Start of Provided material

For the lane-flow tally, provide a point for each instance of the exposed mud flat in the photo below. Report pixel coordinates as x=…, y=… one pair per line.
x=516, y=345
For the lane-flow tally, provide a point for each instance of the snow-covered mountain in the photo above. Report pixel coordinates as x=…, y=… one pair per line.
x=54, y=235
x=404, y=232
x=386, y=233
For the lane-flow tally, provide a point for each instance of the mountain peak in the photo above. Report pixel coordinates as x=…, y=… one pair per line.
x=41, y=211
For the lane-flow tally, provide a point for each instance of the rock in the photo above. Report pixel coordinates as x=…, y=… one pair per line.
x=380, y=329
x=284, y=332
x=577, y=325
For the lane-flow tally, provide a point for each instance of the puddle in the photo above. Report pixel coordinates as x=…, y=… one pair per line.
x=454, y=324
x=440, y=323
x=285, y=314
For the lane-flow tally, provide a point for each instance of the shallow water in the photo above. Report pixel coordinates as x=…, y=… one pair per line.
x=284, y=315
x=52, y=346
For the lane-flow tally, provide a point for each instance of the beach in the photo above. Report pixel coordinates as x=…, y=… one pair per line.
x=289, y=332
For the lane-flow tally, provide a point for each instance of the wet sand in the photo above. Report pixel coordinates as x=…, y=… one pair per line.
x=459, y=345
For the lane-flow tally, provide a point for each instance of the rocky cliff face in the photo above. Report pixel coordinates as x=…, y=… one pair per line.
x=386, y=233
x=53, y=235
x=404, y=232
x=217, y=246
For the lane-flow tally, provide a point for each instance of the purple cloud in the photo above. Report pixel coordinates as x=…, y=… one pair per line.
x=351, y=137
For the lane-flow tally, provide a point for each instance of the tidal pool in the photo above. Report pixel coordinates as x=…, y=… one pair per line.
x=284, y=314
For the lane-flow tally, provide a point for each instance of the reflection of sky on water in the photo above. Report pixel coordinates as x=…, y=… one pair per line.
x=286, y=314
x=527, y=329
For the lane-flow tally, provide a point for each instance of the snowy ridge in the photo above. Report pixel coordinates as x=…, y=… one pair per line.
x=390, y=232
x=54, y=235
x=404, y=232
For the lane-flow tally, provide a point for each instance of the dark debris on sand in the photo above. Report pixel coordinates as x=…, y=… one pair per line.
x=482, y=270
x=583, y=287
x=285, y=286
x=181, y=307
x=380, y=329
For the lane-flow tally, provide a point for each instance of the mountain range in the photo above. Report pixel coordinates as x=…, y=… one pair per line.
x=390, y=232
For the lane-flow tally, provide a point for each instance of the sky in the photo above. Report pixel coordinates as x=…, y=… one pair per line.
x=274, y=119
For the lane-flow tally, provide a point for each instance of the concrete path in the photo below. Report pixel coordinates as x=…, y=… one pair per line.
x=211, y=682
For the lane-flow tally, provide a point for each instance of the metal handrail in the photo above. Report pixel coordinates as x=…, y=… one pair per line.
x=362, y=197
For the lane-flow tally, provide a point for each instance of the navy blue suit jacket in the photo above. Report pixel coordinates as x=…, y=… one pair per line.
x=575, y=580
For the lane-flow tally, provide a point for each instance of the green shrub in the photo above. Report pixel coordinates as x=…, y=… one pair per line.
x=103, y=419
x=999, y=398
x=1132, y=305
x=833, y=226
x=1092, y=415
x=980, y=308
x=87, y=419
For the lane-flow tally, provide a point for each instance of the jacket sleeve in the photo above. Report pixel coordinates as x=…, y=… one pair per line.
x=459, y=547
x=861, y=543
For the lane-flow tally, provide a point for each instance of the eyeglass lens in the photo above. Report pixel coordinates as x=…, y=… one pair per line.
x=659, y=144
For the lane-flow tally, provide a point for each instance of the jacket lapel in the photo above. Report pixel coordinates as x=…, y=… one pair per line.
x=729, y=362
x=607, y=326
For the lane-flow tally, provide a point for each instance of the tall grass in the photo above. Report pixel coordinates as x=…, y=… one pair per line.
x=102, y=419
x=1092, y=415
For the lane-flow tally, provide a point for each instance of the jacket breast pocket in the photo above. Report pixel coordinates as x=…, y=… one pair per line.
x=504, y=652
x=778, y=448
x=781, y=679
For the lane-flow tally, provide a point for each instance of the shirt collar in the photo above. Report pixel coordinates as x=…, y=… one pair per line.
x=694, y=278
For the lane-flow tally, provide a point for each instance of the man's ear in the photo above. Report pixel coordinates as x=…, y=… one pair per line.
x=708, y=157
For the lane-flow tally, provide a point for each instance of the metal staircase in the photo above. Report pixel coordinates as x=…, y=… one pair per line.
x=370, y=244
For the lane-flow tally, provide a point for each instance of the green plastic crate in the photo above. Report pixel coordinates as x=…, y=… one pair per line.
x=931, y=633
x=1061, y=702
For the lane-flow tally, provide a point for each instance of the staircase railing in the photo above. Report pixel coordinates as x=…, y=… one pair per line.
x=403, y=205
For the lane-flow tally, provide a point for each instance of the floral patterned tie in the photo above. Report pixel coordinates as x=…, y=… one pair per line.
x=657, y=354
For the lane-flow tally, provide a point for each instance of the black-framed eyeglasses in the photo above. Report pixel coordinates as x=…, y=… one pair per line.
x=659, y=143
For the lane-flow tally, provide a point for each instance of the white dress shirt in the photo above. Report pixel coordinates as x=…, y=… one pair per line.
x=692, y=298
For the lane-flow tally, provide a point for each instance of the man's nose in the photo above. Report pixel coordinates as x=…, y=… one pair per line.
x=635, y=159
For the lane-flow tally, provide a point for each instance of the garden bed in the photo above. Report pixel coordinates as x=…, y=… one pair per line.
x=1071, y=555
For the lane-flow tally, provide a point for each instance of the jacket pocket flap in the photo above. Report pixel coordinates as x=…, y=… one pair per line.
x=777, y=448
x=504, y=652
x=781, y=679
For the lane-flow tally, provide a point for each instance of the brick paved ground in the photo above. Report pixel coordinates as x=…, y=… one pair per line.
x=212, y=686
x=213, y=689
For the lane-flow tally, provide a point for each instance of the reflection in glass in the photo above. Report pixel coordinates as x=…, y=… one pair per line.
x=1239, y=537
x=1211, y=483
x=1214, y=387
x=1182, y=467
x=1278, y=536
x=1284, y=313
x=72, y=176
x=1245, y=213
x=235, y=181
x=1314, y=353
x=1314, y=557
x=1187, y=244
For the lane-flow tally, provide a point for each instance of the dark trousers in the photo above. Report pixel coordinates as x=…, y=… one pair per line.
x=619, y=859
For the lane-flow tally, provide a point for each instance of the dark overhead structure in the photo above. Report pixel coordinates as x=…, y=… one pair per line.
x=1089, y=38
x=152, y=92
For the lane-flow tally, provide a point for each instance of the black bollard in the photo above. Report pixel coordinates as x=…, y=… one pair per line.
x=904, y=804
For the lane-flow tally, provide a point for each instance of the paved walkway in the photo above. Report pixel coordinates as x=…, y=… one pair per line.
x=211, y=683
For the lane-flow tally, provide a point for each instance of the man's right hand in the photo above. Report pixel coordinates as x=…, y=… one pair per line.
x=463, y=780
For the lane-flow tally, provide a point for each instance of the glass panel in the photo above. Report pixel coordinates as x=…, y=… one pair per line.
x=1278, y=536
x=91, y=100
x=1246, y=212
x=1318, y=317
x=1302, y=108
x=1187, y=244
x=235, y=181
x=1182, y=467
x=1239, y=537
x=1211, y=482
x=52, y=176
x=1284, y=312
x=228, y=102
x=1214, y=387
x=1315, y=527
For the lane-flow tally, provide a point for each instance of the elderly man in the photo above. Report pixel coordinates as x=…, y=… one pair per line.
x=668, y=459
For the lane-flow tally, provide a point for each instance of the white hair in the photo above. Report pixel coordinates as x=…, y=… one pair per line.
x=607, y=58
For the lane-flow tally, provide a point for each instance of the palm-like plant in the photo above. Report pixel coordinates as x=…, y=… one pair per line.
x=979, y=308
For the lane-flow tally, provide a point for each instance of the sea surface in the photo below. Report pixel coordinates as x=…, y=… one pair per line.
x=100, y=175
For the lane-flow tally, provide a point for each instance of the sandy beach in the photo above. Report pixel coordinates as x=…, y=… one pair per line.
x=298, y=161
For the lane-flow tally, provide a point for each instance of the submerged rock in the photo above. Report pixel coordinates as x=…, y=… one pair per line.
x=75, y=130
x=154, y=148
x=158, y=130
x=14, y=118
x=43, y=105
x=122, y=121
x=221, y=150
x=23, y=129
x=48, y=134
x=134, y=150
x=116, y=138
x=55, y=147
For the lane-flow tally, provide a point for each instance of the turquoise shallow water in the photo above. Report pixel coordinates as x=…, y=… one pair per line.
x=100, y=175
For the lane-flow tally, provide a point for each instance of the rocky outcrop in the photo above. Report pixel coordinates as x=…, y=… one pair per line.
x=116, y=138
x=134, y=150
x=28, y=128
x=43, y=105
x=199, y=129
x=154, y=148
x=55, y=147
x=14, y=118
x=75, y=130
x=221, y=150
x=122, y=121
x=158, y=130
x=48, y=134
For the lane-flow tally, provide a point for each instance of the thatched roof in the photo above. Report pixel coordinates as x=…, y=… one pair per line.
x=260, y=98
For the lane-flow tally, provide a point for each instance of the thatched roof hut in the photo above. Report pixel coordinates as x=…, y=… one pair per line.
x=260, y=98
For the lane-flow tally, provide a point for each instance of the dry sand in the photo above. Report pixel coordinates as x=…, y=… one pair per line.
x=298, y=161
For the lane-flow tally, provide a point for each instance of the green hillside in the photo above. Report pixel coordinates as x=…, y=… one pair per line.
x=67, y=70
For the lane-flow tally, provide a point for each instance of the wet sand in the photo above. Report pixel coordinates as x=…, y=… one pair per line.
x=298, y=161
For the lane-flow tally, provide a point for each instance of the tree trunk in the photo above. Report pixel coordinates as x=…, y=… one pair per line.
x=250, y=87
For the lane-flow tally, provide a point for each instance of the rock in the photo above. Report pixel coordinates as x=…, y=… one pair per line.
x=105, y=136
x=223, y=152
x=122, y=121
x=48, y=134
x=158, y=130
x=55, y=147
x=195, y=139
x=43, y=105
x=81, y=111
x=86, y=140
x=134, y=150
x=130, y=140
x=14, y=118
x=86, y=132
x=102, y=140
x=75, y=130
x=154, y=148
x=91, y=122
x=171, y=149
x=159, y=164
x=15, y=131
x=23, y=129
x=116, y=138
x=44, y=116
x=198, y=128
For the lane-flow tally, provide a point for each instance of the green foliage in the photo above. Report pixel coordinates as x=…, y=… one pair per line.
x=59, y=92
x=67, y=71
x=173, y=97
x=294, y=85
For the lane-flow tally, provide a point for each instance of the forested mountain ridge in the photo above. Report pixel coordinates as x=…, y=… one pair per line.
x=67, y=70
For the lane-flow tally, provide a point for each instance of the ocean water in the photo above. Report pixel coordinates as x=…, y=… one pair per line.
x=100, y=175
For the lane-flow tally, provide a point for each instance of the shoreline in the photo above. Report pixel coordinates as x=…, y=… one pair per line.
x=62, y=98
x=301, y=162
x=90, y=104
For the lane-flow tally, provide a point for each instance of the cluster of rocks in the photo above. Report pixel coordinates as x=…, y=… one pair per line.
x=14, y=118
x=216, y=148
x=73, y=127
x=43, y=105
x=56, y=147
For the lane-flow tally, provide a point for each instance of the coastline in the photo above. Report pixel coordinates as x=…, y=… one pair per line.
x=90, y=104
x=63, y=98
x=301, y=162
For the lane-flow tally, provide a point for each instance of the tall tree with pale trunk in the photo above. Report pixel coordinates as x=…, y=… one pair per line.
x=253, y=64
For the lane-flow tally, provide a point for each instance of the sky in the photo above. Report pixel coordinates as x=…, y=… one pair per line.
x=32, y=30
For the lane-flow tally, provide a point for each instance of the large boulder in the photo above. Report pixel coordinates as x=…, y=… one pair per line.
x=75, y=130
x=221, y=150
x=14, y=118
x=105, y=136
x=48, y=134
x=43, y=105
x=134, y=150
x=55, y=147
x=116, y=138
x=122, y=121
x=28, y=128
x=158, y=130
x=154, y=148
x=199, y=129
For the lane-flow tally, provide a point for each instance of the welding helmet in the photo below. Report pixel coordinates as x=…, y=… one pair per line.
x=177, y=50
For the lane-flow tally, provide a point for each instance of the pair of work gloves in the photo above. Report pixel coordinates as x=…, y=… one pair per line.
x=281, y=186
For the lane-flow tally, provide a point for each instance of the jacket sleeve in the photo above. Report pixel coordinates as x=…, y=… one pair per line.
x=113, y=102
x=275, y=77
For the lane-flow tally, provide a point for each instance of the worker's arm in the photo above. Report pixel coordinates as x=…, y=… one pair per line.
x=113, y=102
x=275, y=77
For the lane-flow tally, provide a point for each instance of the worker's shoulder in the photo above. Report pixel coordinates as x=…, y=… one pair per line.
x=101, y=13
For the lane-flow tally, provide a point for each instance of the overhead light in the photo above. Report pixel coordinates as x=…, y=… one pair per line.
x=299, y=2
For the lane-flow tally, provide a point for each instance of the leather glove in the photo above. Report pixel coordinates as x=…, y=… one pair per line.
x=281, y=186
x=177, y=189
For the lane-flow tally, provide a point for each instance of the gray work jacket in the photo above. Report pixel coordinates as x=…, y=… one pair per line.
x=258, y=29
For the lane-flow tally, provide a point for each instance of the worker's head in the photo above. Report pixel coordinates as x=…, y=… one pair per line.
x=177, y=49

End of Provided material

> [What the task asks] Only the lines from the one holding "of the leather" through the end of the listing should be given again, exactly and with both ends included.

> [Reply]
For the lane-flow tally, provide a point for each instance of the leather glove in the photo above. Report pixel coordinates as x=…, y=… one pair per line.
x=281, y=186
x=177, y=189
For the lane-flow tally, provide a point for each instance of the gray work jacket in the photo above. Report pixel coordinates as x=…, y=… one pair per line.
x=258, y=29
For the lane-flow tally, provide a point for each instance of the worker's head in the photo above. Report pixel coordinates as x=…, y=… one pair per line.
x=177, y=49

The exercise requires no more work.